====== Data section

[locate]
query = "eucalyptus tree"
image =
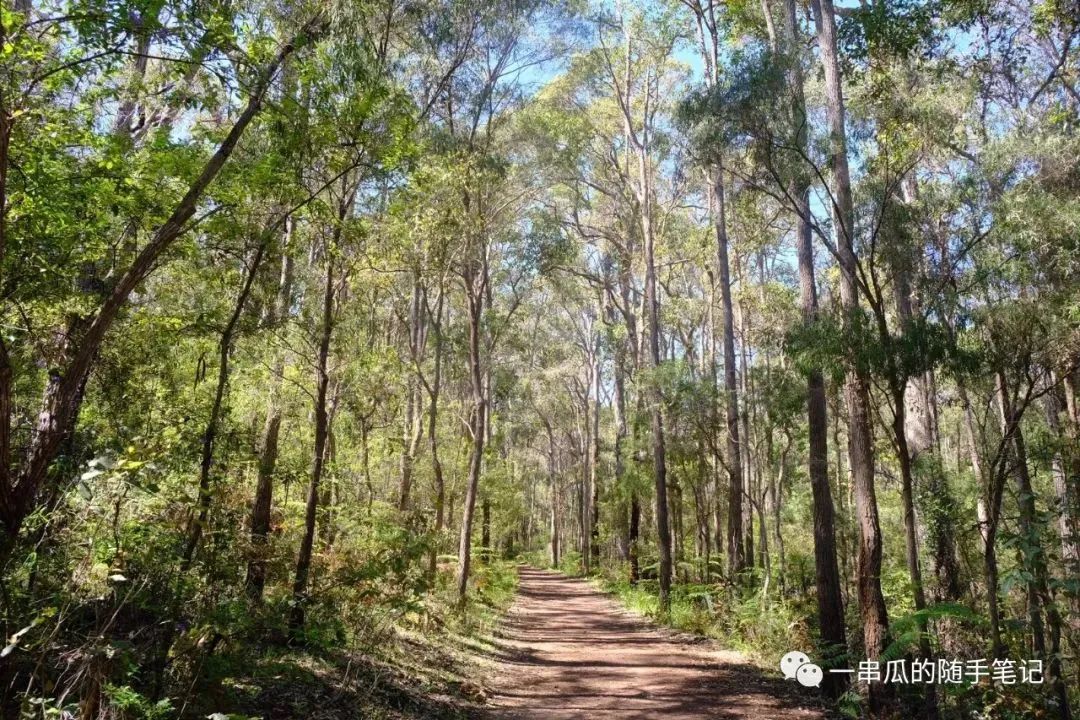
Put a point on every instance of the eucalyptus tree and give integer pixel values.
(69, 66)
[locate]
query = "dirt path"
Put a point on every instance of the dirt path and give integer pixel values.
(567, 651)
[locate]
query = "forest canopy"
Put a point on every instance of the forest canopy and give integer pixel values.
(319, 316)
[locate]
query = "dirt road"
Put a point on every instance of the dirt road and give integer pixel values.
(566, 651)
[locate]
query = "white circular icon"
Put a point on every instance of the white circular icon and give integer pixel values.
(791, 663)
(809, 675)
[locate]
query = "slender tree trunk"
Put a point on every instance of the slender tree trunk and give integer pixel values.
(856, 391)
(268, 447)
(198, 525)
(436, 465)
(414, 415)
(826, 572)
(322, 424)
(61, 407)
(1033, 558)
(737, 553)
(477, 422)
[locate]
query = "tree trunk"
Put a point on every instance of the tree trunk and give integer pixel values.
(268, 447)
(61, 407)
(477, 423)
(856, 391)
(322, 424)
(436, 465)
(737, 554)
(198, 525)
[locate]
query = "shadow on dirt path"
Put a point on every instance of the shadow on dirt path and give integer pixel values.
(567, 651)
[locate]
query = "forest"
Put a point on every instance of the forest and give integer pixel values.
(332, 329)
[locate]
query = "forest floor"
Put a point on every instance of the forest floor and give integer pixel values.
(565, 651)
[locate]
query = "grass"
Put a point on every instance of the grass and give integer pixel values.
(420, 665)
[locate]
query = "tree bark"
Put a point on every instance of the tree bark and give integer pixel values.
(322, 424)
(737, 553)
(198, 525)
(262, 503)
(856, 390)
(61, 405)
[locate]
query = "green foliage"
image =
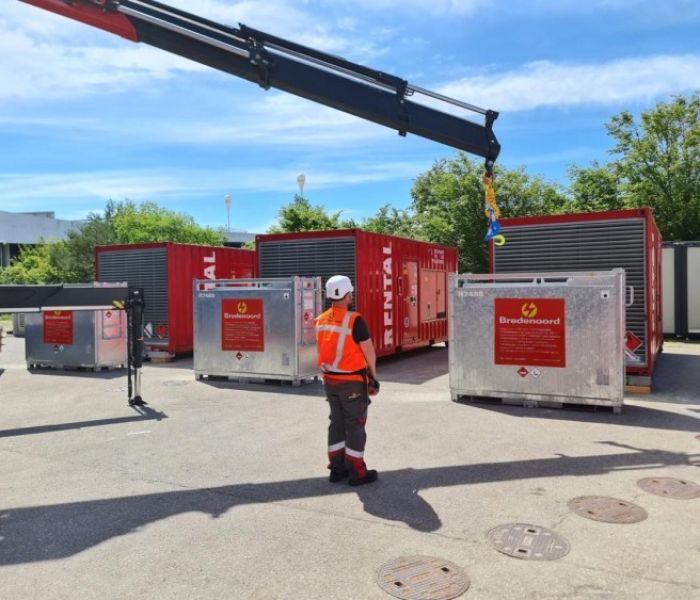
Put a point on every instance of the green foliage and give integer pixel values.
(72, 260)
(301, 215)
(659, 164)
(392, 221)
(34, 265)
(147, 222)
(448, 202)
(594, 188)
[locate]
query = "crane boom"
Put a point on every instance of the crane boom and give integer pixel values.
(274, 62)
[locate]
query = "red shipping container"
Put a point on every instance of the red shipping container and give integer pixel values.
(400, 284)
(597, 241)
(165, 271)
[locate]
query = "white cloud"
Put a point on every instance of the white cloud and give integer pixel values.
(71, 189)
(435, 7)
(48, 57)
(548, 84)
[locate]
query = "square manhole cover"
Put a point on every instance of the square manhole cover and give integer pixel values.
(423, 578)
(607, 510)
(528, 542)
(669, 487)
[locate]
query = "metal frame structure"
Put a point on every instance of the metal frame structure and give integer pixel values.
(39, 298)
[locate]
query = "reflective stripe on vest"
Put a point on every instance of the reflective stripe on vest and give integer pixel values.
(348, 358)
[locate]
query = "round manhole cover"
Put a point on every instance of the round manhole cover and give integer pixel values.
(529, 542)
(608, 510)
(668, 487)
(174, 383)
(423, 578)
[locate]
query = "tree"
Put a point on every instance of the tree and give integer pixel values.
(659, 164)
(72, 260)
(595, 188)
(149, 222)
(32, 266)
(448, 201)
(392, 221)
(300, 215)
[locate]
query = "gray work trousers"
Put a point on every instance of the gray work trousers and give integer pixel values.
(348, 402)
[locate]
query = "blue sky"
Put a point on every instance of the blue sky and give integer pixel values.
(86, 116)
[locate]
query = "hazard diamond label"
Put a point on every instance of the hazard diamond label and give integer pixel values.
(632, 342)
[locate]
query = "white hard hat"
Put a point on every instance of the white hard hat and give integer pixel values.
(338, 286)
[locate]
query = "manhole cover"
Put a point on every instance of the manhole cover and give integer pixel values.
(174, 383)
(608, 510)
(529, 542)
(423, 578)
(669, 487)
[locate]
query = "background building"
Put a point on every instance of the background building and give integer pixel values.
(29, 228)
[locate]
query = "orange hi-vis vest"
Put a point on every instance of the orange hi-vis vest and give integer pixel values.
(339, 356)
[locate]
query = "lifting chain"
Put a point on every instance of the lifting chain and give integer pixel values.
(492, 211)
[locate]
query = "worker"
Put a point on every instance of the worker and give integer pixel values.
(347, 360)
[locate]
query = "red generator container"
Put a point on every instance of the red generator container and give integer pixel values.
(597, 241)
(165, 271)
(400, 284)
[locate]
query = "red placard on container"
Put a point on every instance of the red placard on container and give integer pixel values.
(242, 325)
(58, 327)
(530, 331)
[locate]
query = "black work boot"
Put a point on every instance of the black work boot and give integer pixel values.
(338, 475)
(370, 477)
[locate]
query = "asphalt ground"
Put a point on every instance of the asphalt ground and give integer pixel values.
(219, 490)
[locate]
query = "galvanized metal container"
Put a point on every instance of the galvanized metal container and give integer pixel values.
(92, 339)
(597, 241)
(18, 324)
(256, 328)
(538, 337)
(400, 284)
(681, 289)
(165, 271)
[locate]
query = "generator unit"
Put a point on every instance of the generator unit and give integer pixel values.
(681, 289)
(597, 241)
(89, 339)
(538, 338)
(400, 284)
(165, 271)
(256, 328)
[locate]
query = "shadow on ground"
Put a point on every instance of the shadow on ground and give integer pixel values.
(632, 416)
(415, 366)
(51, 532)
(78, 373)
(676, 378)
(144, 414)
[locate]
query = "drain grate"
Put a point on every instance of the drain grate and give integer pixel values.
(607, 510)
(668, 487)
(423, 578)
(529, 542)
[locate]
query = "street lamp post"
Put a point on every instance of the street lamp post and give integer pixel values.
(227, 202)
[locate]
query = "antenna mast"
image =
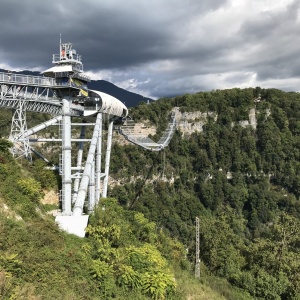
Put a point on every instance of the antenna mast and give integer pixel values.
(197, 266)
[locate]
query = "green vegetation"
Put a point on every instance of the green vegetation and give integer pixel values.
(242, 182)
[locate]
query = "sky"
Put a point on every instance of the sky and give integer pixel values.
(160, 48)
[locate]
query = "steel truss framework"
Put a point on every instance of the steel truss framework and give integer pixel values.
(31, 93)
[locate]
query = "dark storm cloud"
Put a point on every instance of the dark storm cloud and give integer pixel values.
(159, 48)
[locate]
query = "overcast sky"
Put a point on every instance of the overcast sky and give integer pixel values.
(160, 48)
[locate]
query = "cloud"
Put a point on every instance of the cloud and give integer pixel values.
(160, 48)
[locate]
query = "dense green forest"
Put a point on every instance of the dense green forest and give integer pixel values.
(249, 220)
(243, 182)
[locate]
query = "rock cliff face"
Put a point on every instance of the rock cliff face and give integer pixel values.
(189, 122)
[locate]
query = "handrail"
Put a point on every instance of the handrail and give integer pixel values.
(13, 78)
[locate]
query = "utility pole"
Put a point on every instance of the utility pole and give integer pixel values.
(197, 265)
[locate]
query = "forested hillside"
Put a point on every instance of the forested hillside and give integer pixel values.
(240, 174)
(242, 181)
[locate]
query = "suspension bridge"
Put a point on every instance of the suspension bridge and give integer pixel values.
(62, 92)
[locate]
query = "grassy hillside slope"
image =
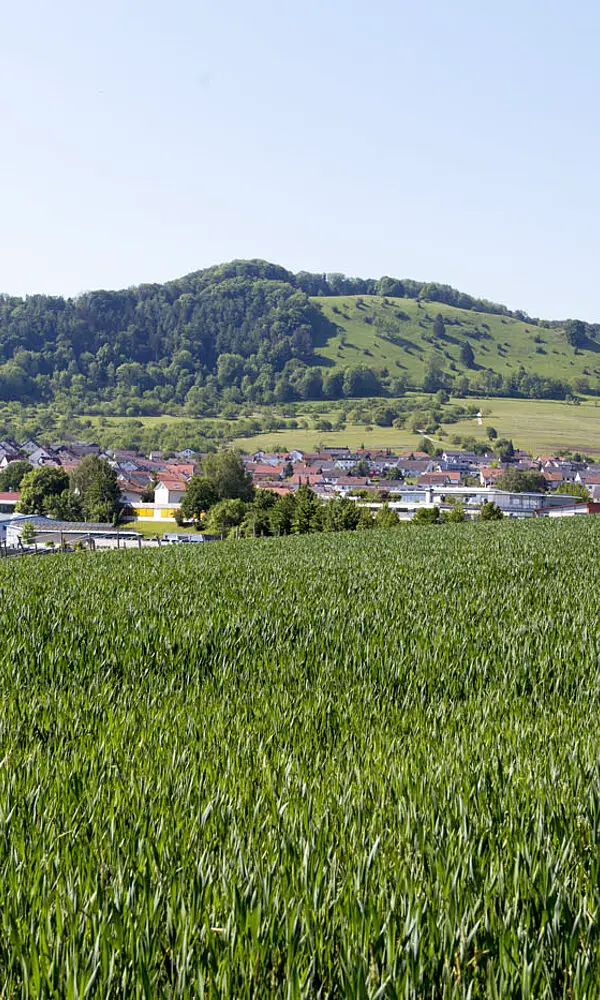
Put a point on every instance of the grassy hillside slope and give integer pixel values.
(542, 427)
(398, 334)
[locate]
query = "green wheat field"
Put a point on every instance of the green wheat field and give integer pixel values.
(361, 766)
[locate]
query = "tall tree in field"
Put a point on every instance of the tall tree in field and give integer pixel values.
(200, 495)
(40, 487)
(229, 476)
(439, 328)
(95, 483)
(467, 355)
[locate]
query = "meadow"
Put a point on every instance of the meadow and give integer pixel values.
(356, 766)
(545, 427)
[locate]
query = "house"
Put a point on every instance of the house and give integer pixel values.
(131, 492)
(587, 478)
(439, 479)
(185, 469)
(461, 460)
(169, 491)
(305, 479)
(261, 471)
(571, 510)
(40, 456)
(8, 502)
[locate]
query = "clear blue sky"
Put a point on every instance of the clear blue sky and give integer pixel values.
(449, 141)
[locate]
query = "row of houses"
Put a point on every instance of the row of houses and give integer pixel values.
(153, 486)
(341, 470)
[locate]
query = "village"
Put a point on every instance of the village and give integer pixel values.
(152, 487)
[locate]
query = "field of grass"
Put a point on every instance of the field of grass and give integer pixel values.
(356, 766)
(397, 334)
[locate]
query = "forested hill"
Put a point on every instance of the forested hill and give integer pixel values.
(253, 332)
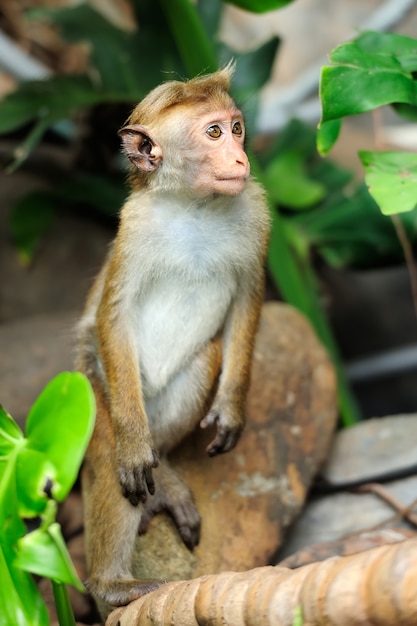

============

[Work to complete] Identify every line in the lines above that contains the word "handrail", and copy each such line in full.

[Output for this exercise]
query = "handrail"
Put a point on every instance of the handrail and give integer pixel values.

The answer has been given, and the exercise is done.